PAGE EXTRACT =
================================

It was 2am when a rocket launcher sent a grenade slamming into the front gate of Hafizullah Shahbaz Khiel’s walled compound. Screeching children and women ran into a small underground room. US and Afghan soldiers shouted: “Get over here, get over here. On the floor, heads down.”
Hafizullah, a former Guantanamo prisoner, knew not to resist. And so, his family says, he was wrongly taken into custody by the US — for the second time.
Hafizullah’s story shows just how difficult it is for the US to determine who is guilty and who is not in Afghanistan, where corruption rules and grudges are held for years, if not decades. It is a conundrum that the US faces as it prepares to close Guantanamo and empty it of the 245 prisoners still there.
The first time Hafizullah was seized, in 2002, he spent five years at Guantanamo. In legal documents, the US cites a source saying he helped al-Qaeda and planned to kill a government official.
But Hafizullah says he was turned in by a corrupt police chief as revenge and the Afghan government cleared him of all charges in December 2007.
Less than a year later, in September, the US raided his home.
This time he was accused of treating sick Taliban as a pharmacist.
Afghan officials have signed documents attesting to his innocence, but he is still in custody at Bagram Air Base, along with about 600 other prisoners.
Some Afghans claim the US is far too quick to arrest people without understanding the complexities of the culture.
“We are fed up,” said Ishaq Gailani, a member of Afghan President Hamid Karzai’s government. “Bagram is full of these people who are wrongly accused. They arrest everyone — a 15-year-old boy and a 61-year-old man. They arrest them because they run away from their helicopters … I would run away too if I saw them. They don’t know who is the terrorist and who is not.”
Hafizullah was a village elder and a father of seven, from a family that goes back to generals and brigadiers in the army of Afghanistan’s King Amanullah Khan at the turn of the 20th century.
In 1998 he languished in a Taliban jail for several months, beaten and accused of opposing the Taliban. Fearful of the religious militia, he relocated his pharmacy to his home. People in his rural district of Zormat called him doctor and came to him for treatment.
In the heady days that followed the Taliban’s collapse in December 2001, Hafizullah was appointed a sub-governor. He was named to a province-wide Shura, or council, designed to unite government supporters and neutralize the Taliban and hostile warlords.

================================

GIVEN INFORMATION =
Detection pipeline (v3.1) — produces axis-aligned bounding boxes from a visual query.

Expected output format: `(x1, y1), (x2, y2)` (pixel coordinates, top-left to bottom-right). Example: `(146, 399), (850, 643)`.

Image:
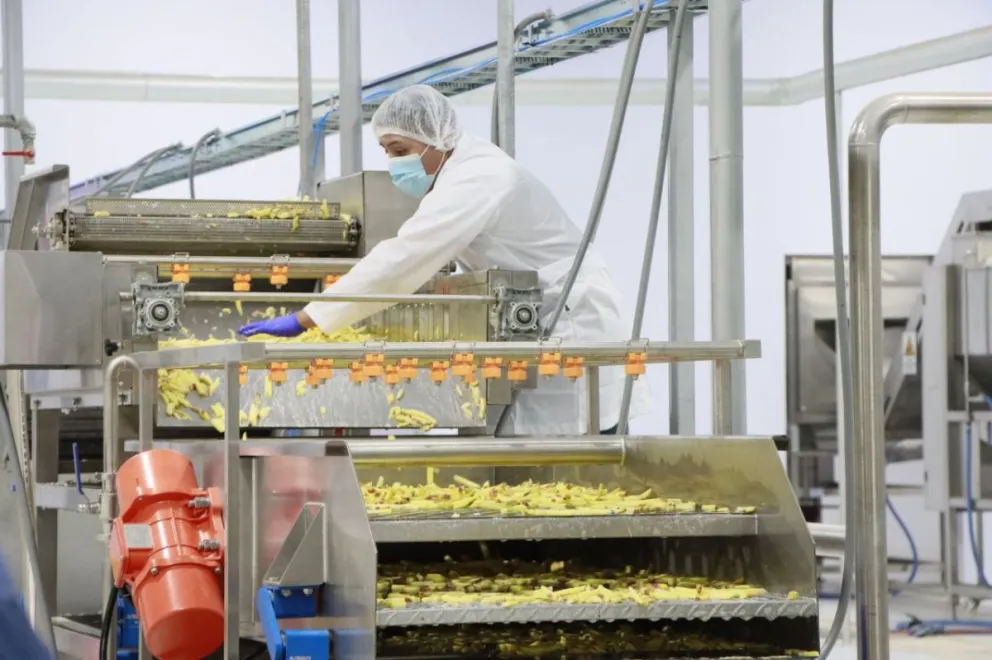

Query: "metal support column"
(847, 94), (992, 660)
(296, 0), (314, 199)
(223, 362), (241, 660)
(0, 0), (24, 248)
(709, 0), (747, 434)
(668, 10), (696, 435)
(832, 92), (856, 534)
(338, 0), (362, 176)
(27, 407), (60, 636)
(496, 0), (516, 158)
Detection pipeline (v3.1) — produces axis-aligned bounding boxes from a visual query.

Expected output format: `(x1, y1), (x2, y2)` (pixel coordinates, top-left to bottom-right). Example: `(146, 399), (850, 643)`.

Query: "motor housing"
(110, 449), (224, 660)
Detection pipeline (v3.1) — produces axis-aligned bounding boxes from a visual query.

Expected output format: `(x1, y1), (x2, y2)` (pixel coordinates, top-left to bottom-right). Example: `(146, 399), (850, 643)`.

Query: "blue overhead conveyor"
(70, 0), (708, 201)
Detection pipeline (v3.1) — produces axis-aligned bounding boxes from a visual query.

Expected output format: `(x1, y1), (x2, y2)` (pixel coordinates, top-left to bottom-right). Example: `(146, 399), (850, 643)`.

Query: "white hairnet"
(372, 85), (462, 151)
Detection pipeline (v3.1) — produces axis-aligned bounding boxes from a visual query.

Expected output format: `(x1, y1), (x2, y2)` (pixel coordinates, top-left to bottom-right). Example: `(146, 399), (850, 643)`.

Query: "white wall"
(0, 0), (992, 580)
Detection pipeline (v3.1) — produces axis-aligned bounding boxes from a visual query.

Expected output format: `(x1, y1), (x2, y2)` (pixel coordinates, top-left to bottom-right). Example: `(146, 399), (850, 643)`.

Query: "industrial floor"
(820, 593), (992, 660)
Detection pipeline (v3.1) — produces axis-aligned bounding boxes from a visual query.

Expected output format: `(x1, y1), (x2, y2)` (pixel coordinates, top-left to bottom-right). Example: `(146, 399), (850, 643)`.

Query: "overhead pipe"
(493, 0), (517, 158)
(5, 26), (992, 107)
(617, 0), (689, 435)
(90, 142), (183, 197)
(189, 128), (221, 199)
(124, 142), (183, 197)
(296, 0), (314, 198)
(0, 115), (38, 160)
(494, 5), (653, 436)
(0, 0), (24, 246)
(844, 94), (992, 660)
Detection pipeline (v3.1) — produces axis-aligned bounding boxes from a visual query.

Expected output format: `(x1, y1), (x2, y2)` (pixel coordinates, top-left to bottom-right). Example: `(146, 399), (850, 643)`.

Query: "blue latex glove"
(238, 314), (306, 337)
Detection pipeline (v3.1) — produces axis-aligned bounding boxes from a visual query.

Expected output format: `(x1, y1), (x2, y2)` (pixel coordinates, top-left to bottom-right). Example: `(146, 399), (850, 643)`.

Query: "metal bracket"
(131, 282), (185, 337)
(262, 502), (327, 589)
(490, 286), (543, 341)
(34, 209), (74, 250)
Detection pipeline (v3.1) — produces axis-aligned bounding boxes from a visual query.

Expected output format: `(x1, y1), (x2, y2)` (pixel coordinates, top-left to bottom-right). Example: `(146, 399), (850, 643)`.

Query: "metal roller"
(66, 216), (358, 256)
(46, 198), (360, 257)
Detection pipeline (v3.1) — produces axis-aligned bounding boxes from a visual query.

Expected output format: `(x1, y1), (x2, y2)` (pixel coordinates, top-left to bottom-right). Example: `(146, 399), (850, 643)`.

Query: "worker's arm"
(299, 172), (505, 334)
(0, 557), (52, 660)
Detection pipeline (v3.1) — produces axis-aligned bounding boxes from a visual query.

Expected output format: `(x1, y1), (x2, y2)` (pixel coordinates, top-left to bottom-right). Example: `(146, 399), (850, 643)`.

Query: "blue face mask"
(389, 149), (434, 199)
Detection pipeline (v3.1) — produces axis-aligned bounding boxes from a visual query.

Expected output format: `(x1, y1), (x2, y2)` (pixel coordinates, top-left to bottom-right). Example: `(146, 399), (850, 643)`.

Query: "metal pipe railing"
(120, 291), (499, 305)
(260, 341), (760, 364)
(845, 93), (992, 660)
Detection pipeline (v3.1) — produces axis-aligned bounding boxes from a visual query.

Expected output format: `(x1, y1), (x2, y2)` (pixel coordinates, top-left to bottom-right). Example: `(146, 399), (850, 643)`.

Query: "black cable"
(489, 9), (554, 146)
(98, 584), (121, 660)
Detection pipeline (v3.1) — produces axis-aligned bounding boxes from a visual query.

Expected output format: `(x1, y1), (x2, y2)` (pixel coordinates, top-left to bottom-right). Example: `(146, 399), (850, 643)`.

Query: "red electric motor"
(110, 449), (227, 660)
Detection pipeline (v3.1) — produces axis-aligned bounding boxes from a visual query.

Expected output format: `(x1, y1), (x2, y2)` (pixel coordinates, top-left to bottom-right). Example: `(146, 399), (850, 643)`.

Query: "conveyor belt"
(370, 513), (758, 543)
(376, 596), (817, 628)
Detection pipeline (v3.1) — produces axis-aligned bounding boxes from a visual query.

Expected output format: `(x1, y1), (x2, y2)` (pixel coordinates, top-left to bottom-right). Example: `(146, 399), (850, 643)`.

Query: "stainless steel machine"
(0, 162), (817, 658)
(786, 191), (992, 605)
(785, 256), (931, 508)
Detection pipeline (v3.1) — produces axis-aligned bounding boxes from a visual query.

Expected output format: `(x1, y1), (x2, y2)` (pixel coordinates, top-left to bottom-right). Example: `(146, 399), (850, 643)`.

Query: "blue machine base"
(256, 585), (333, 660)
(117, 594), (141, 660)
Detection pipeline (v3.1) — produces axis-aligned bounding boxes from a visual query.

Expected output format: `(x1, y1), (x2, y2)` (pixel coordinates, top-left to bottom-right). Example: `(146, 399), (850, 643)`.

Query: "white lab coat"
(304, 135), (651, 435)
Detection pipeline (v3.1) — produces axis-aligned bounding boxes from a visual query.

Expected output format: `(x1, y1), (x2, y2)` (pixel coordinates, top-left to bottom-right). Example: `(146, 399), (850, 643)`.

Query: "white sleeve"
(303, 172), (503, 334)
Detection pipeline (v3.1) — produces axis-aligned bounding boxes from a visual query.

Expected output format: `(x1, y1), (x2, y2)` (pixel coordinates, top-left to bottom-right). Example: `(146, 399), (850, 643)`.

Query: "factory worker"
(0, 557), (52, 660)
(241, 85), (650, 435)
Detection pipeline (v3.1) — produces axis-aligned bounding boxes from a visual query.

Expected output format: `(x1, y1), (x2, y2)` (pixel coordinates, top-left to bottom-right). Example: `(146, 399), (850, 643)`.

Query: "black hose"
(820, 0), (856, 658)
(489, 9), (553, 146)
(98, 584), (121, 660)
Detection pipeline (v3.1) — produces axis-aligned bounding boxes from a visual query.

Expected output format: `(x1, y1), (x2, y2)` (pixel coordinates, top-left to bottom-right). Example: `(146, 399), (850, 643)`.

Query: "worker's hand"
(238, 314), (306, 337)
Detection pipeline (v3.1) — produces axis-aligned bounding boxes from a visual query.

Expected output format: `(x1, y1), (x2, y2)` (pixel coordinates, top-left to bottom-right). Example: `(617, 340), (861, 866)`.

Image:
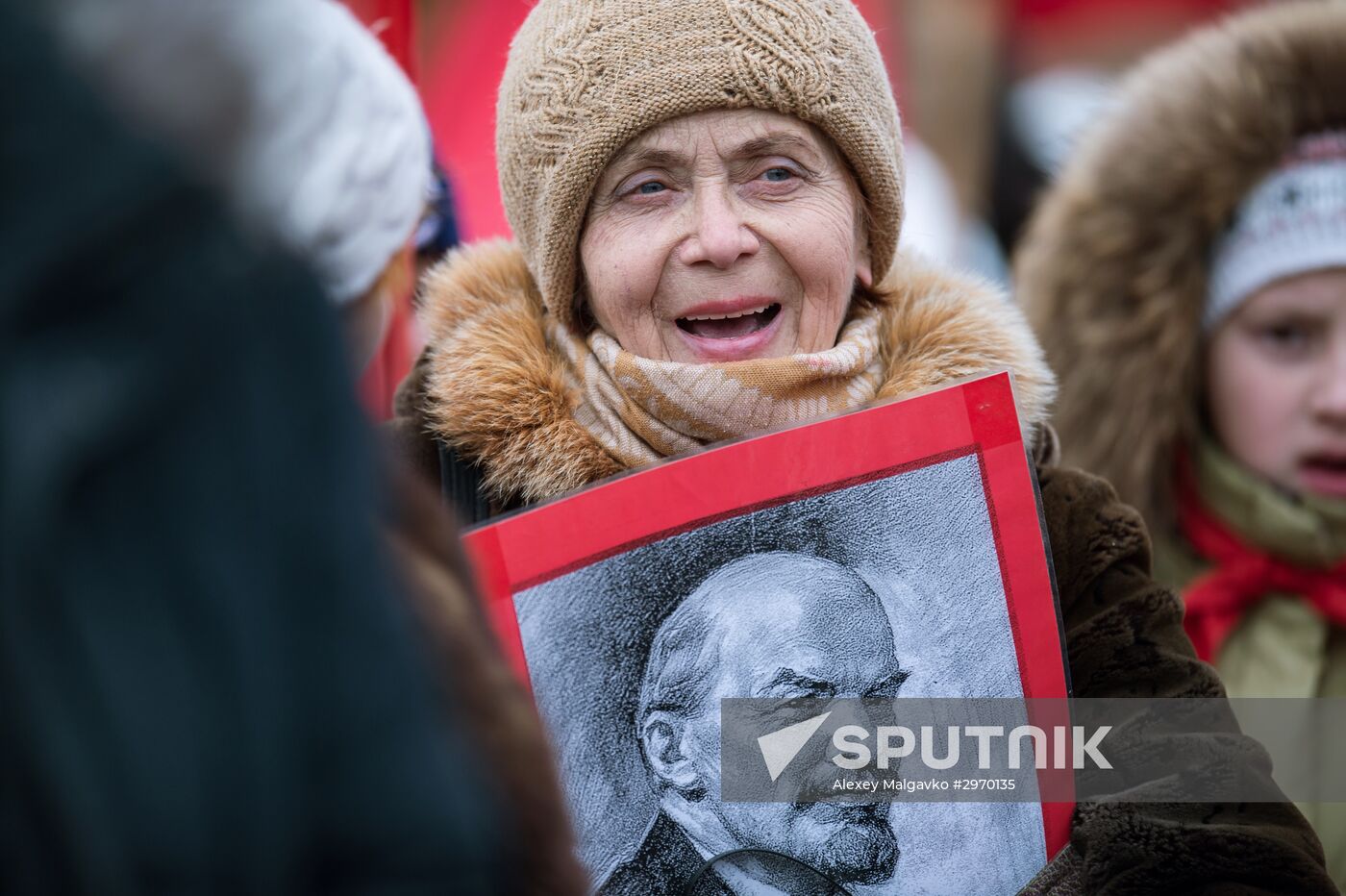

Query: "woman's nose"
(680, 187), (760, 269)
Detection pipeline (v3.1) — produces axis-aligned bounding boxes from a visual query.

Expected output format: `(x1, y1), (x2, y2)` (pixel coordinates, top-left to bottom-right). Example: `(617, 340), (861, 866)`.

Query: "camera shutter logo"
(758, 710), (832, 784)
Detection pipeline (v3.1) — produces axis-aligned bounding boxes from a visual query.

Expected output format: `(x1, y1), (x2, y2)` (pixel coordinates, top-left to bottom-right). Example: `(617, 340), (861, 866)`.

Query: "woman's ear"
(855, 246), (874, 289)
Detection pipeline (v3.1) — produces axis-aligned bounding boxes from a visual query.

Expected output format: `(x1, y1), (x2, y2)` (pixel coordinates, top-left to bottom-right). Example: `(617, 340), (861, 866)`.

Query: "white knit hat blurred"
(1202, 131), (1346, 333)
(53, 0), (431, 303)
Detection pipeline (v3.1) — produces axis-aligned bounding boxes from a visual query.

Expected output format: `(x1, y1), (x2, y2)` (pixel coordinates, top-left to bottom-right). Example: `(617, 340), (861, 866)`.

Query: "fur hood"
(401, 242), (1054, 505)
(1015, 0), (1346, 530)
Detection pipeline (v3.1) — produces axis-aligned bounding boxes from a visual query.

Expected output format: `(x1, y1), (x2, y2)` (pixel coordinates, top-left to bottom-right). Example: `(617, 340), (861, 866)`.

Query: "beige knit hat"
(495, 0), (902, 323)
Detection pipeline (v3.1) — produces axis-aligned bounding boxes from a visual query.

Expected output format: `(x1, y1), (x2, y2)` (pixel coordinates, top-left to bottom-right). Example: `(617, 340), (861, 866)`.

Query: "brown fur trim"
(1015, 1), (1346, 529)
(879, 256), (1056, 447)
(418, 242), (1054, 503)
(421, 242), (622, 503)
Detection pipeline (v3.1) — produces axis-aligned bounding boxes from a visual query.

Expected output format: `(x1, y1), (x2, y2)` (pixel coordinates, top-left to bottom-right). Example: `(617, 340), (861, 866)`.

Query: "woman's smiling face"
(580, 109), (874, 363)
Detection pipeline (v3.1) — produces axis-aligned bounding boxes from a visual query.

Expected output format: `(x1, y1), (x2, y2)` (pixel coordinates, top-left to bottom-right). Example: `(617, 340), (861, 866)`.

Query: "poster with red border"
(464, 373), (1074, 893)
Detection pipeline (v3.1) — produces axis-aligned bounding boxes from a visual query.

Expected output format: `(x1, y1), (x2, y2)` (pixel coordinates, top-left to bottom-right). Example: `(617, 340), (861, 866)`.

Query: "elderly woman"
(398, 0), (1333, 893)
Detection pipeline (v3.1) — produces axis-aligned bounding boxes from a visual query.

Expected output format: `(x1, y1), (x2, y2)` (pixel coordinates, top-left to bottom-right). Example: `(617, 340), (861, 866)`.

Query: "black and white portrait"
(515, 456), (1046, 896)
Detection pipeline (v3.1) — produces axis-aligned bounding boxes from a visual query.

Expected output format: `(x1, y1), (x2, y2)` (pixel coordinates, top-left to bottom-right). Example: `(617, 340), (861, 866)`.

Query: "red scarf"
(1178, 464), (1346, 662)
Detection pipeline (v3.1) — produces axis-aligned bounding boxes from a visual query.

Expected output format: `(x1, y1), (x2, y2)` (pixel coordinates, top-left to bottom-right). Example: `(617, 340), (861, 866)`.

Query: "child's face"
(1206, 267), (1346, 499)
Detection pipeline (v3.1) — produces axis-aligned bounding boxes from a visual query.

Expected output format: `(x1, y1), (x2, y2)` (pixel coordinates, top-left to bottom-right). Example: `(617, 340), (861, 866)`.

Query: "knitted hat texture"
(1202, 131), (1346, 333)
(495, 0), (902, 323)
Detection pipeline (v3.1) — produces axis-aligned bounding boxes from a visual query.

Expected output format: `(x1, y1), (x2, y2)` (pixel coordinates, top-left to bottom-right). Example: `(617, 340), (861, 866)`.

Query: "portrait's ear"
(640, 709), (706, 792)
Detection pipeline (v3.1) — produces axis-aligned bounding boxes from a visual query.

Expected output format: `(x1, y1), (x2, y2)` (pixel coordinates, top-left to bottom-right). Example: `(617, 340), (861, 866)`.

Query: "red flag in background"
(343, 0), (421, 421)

================================

WORK TASK 1 = Write out the passage of the Hafizullah article between "This time he" and "of the culture.", inclusive, without changing a word.
WORK TASK 2 = Carry the article on Hafizullah's detentions forward from its last sentence.

EXPECTED ANSWER 1 =
This time he was accused of treating sick Taliban as a pharmacist.
Afghan officials have signed documents attesting to his innocence, but he is still in custody at Bagram Air Base, along with about 600 other prisoners.
Some Afghans claim the US is far too quick to arrest people without understanding the complexities of the culture.

EXPECTED ANSWER 2 =
“I know Hafizullah very well. I appointed him to the Shura,” said Raz Mohammed Dilili, governor of eastern Paktia Province at the time. “He was respected by the people of his district of Zormat.”
The council decided that anyone found opposing the government would have their homes burned down and would be fined about US$50,000.
It also invited those who had been with the Taliban to come to the government or pay a fine of about US$20,000.
Hafizullah was tasked with keeping law and order in Zormat.
That’s where he ran afoul of Police Chief Abdullah Mujahed.
Dilili described Abdullah as a scoundrel who would have his men fire rockets at US forces, then blame his enemies and turn them over to the Americans. Abdullah and Hafizullah already had a history of enmity after serving in different mujahidin or warrior groups in the 1980s.
In 2002, Hafizullah traced a robbery of nearly US$3,000 to Abdullah and his men, according to Dilili as well as family members. The cars involved in the robbery were parked in the police chief’s compound, he found. He confronted Abdullah.
The next day, US forces picked him up as a suspected Taliban.
Legal documents from the US Department of Defense cite several accusations against Hafizullah from an unnamed source — among others, that he led 12 Taliban and al-Qaeda men and planned to attack the Afghan government, and that he doubled the salary of anyone who killed an American.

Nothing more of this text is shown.